___ Supplied data
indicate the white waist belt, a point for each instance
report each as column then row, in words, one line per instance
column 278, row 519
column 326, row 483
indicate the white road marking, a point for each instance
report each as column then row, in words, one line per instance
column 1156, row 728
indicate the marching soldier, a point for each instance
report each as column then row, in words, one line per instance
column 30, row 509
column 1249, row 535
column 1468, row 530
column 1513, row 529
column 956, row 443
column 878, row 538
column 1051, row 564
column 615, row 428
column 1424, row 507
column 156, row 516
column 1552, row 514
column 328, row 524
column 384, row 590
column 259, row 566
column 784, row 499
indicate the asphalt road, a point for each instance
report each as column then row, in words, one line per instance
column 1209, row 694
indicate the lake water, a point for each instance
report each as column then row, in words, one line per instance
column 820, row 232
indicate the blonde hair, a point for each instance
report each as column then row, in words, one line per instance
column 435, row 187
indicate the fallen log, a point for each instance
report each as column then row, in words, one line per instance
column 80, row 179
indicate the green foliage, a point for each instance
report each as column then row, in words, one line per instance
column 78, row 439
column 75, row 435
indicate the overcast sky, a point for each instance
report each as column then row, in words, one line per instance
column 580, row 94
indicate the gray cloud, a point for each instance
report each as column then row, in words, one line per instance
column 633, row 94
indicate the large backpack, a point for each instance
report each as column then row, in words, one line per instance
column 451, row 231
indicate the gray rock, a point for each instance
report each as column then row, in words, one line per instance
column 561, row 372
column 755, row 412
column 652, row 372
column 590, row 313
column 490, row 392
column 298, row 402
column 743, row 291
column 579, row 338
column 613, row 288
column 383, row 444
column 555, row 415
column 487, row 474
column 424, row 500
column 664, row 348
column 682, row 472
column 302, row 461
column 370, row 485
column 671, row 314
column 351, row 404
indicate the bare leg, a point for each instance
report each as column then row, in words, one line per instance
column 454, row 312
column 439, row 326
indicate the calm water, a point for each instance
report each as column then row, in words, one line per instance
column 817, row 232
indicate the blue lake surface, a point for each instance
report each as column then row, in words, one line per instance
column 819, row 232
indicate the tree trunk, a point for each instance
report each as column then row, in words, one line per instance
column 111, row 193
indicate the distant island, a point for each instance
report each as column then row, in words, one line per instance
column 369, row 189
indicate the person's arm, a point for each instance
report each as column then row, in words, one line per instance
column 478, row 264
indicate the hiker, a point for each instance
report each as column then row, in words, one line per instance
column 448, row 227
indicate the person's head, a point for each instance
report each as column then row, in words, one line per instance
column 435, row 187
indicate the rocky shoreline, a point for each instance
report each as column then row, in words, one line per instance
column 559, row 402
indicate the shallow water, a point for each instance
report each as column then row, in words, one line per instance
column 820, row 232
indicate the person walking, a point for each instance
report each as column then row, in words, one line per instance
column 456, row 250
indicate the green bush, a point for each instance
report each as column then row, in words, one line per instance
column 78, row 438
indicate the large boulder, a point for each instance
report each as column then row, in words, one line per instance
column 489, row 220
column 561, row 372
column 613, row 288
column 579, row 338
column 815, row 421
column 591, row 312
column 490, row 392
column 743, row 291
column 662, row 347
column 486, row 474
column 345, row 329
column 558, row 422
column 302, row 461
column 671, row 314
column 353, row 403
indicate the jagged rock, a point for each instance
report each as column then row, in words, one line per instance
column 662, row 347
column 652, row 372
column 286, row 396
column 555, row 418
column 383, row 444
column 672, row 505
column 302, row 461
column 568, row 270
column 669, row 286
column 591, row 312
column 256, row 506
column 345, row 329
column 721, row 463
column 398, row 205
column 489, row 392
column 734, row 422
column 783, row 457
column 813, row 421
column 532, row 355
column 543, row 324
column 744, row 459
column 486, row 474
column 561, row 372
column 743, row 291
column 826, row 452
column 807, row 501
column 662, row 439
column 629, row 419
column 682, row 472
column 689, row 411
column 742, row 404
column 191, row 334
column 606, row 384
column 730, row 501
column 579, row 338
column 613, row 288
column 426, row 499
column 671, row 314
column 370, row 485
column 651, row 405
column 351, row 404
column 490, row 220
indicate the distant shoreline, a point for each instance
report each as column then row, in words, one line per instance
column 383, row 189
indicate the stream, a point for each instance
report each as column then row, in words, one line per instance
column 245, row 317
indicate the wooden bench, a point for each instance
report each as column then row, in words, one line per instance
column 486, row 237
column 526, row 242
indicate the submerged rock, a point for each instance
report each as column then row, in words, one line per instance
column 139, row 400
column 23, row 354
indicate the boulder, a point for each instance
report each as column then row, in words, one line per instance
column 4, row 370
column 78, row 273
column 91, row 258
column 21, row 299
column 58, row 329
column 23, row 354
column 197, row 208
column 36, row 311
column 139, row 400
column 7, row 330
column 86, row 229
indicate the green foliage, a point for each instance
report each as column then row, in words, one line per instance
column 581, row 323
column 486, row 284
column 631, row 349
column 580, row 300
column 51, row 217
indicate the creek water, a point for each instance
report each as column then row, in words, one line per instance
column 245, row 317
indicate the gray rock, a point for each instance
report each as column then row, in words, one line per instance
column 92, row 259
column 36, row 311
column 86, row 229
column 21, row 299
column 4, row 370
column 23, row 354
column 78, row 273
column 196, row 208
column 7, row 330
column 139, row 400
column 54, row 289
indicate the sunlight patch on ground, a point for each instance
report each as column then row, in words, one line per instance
______
> What you are asked to do
Turn all the entries above into a Markdown table with the columns "Row" and "Line", putting each line in its own numbered row and omitting blank lines.

> Full solution
| Row | Line |
|---|---|
| 1 | indicate the white waist belt, a point for each instance |
| 2 | report each as column then row, in words, one line per instance |
| 3 | column 278, row 519 |
| 4 | column 326, row 483 |
| 5 | indicate the white road marking, a point for each instance |
| 6 | report each as column then row, in words, one line per instance |
| 7 | column 1156, row 728 |
| 8 | indicate the marching soldier, a point for each instance |
| 9 | report each as column then row, in words, one line per instance |
| 10 | column 30, row 509 |
| 11 | column 1249, row 535 |
| 12 | column 1468, row 530 |
| 13 | column 1513, row 529 |
| 14 | column 956, row 443 |
| 15 | column 878, row 538 |
| 16 | column 1051, row 564 |
| 17 | column 615, row 428 |
| 18 | column 1424, row 507 |
| 19 | column 156, row 516 |
| 20 | column 1552, row 514 |
| 21 | column 328, row 524 |
| 22 | column 384, row 590 |
| 23 | column 259, row 566 |
| 24 | column 784, row 499 |
| 25 | indicate the asphalt road, a point for each instance |
| 26 | report each as column then row, in words, one line per instance |
| 27 | column 1209, row 694 |
| 28 | indicate the lake water, a point for each instance |
| 29 | report each as column then row, in words, one line per instance |
| 30 | column 820, row 232 |
| 31 | indicate the blonde hair, a point for each instance |
| 32 | report each as column then row, in words, one line per instance |
| 33 | column 435, row 187 |
| 34 | indicate the fallen log, a point for each instance |
| 35 | report each as column then row, in words, one line per instance |
| 36 | column 80, row 179 |
| 37 | indicate the green foliage, a point for each instance |
| 38 | report each as column then row, in words, one line per instance |
| 39 | column 78, row 439 |
| 40 | column 75, row 435 |
| 41 | indicate the overcast sky, a point for each instance |
| 42 | report each as column then row, in words, one line per instance |
| 43 | column 580, row 94 |
| 44 | indicate the gray cloud, a point for each instance |
| 45 | report each as column then row, in words, one line per instance |
| 46 | column 633, row 94 |
| 47 | indicate the large backpack, a point for each instance |
| 48 | report each as column then row, in words, one line per instance |
| 49 | column 451, row 231 |
| 50 | indicate the gray rock, a point for each instance |
| 51 | report each as column then row, in words, one line per instance |
| 52 | column 561, row 372 |
| 53 | column 755, row 412 |
| 54 | column 652, row 372 |
| 55 | column 590, row 313 |
| 56 | column 490, row 392 |
| 57 | column 298, row 402 |
| 58 | column 743, row 291 |
| 59 | column 579, row 338 |
| 60 | column 613, row 288 |
| 61 | column 383, row 444 |
| 62 | column 555, row 415 |
| 63 | column 487, row 474 |
| 64 | column 424, row 500 |
| 65 | column 664, row 348 |
| 66 | column 682, row 472 |
| 67 | column 302, row 461 |
| 68 | column 370, row 485 |
| 69 | column 671, row 314 |
| 70 | column 351, row 404 |
| 71 | indicate the bare leg, a point for each instance |
| 72 | report each as column then row, in words, one line per instance |
| 73 | column 454, row 312 |
| 74 | column 439, row 326 |
| 75 | indicate the calm water, a point for each instance |
| 76 | report each as column then row, in words, one line per instance |
| 77 | column 817, row 232 |
| 78 | indicate the blue lake surface, a point for each instance |
| 79 | report each as column then row, in words, one line per instance |
| 80 | column 819, row 232 |
| 81 | indicate the tree trunk, a point for each instance |
| 82 | report each as column then row, in words, one line per instance |
| 83 | column 111, row 193 |
| 84 | indicate the distant island, a point for each instance |
| 85 | report each as column then row, in words, one line per instance |
| 86 | column 369, row 189 |
| 87 | indicate the person's arm, a point for each instance |
| 88 | report each as column then row, in words, one line per instance |
| 89 | column 478, row 264 |
| 90 | indicate the hiker, a point for each instance |
| 91 | report each as column then row, in words, one line per instance |
| 92 | column 448, row 227 |
| 93 | indicate the person's head, a point for each instance |
| 94 | report each as column then row, in words, one line per instance |
| 95 | column 435, row 187 |
| 96 | indicate the rocky shoreline, a point for each instance |
| 97 | report each as column then row, in words, one line per instance |
| 98 | column 559, row 402 |
| 99 | indicate the shallow water, a point for each instance |
| 100 | report each as column then row, in words, one line per instance |
| 101 | column 820, row 232 |
| 102 | indicate the person walking, a point for each instance |
| 103 | report each as column then row, in words, one line per instance |
| 104 | column 456, row 250 |
| 105 | indicate the green bush, a point for each instance |
| 106 | report each as column then row, in words, one line per instance |
| 107 | column 78, row 438 |
| 108 | indicate the large boulder, a point for each instance |
| 109 | report each as column then row, in words, one line per instance |
| 110 | column 489, row 220 |
| 111 | column 561, row 372 |
| 112 | column 613, row 288 |
| 113 | column 579, row 338 |
| 114 | column 815, row 421 |
| 115 | column 591, row 312 |
| 116 | column 490, row 392 |
| 117 | column 743, row 291 |
| 118 | column 662, row 347 |
| 119 | column 486, row 474 |
| 120 | column 345, row 329 |
| 121 | column 558, row 422 |
| 122 | column 302, row 461 |
| 123 | column 671, row 314 |
| 124 | column 353, row 403 |
| 125 | indicate the jagged rock, a point for each instance |
| 126 | report each as column then row, in words, one line per instance |
| 127 | column 662, row 347 |
| 128 | column 652, row 372 |
| 129 | column 286, row 396 |
| 130 | column 555, row 418 |
| 131 | column 383, row 444 |
| 132 | column 672, row 505 |
| 133 | column 302, row 461 |
| 134 | column 568, row 270 |
| 135 | column 669, row 286 |
| 136 | column 591, row 312 |
| 137 | column 256, row 506 |
| 138 | column 345, row 329 |
| 139 | column 721, row 463 |
| 140 | column 398, row 205 |
| 141 | column 489, row 392 |
| 142 | column 734, row 422 |
| 143 | column 783, row 457 |
| 144 | column 813, row 421 |
| 145 | column 532, row 355 |
| 146 | column 543, row 324 |
| 147 | column 744, row 459 |
| 148 | column 486, row 474 |
| 149 | column 561, row 372 |
| 150 | column 743, row 291 |
| 151 | column 826, row 452 |
| 152 | column 807, row 501 |
| 153 | column 662, row 439 |
| 154 | column 629, row 419 |
| 155 | column 682, row 472 |
| 156 | column 689, row 411 |
| 157 | column 742, row 404 |
| 158 | column 191, row 334 |
| 159 | column 606, row 384 |
| 160 | column 730, row 501 |
| 161 | column 579, row 338 |
| 162 | column 613, row 288 |
| 163 | column 426, row 499 |
| 164 | column 671, row 314 |
| 165 | column 370, row 485 |
| 166 | column 651, row 405 |
| 167 | column 351, row 404 |
| 168 | column 490, row 220 |
| 169 | indicate the distant shoreline, a point for each instance |
| 170 | report each as column then row, in words, one line per instance |
| 171 | column 383, row 189 |
| 172 | indicate the stream, a point for each instance |
| 173 | report each as column then row, in words, one line per instance |
| 174 | column 245, row 317 |
| 175 | indicate the wooden bench, a point for each instance |
| 176 | report each as column then row, in words, one line per instance |
| 177 | column 486, row 237 |
| 178 | column 526, row 242 |
| 179 | indicate the submerged rock, a point for each instance |
| 180 | report each as column then row, in words, one line per instance |
| 181 | column 139, row 400 |
| 182 | column 23, row 354 |
| 183 | indicate the boulder, a point for each instance |
| 184 | report each as column then row, in words, one line per instance |
| 185 | column 4, row 370 |
| 186 | column 78, row 273 |
| 187 | column 91, row 258 |
| 188 | column 21, row 299 |
| 189 | column 58, row 329 |
| 190 | column 23, row 354 |
| 191 | column 197, row 208 |
| 192 | column 36, row 311 |
| 193 | column 139, row 400 |
| 194 | column 7, row 330 |
| 195 | column 86, row 229 |
| 196 | indicate the green foliage, a point for each instance |
| 197 | report each as column then row, in words, one line per instance |
| 198 | column 581, row 323 |
| 199 | column 486, row 284 |
| 200 | column 631, row 349 |
| 201 | column 580, row 300 |
| 202 | column 51, row 217 |
| 203 | indicate the creek water, a point for each instance |
| 204 | report each as column then row, in words, one line per instance |
| 205 | column 245, row 317 |
| 206 | indicate the gray rock, a point for each instance |
| 207 | report each as column then row, in words, one line per instance |
| 208 | column 92, row 259 |
| 209 | column 36, row 311 |
| 210 | column 86, row 229 |
| 211 | column 21, row 299 |
| 212 | column 4, row 370 |
| 213 | column 23, row 354 |
| 214 | column 78, row 273 |
| 215 | column 196, row 208 |
| 216 | column 7, row 330 |
| 217 | column 139, row 400 |
| 218 | column 54, row 289 |
| 219 | indicate the sunlight patch on ground, a point for each instance |
| 220 | report each as column then row, in words, one line per instance |